PROBLEM DETAILS:
Down to the last line, output the records below exactly.

----

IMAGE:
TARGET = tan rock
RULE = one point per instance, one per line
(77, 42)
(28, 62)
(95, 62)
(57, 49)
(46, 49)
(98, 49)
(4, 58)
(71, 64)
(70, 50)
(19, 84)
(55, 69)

----

SOLUTION TO THIS PROBLEM:
IMAGE:
TARGET = tan rock
RULE = one point per instance, one per line
(77, 42)
(28, 62)
(95, 62)
(57, 49)
(46, 49)
(98, 49)
(4, 58)
(71, 64)
(70, 50)
(19, 84)
(55, 69)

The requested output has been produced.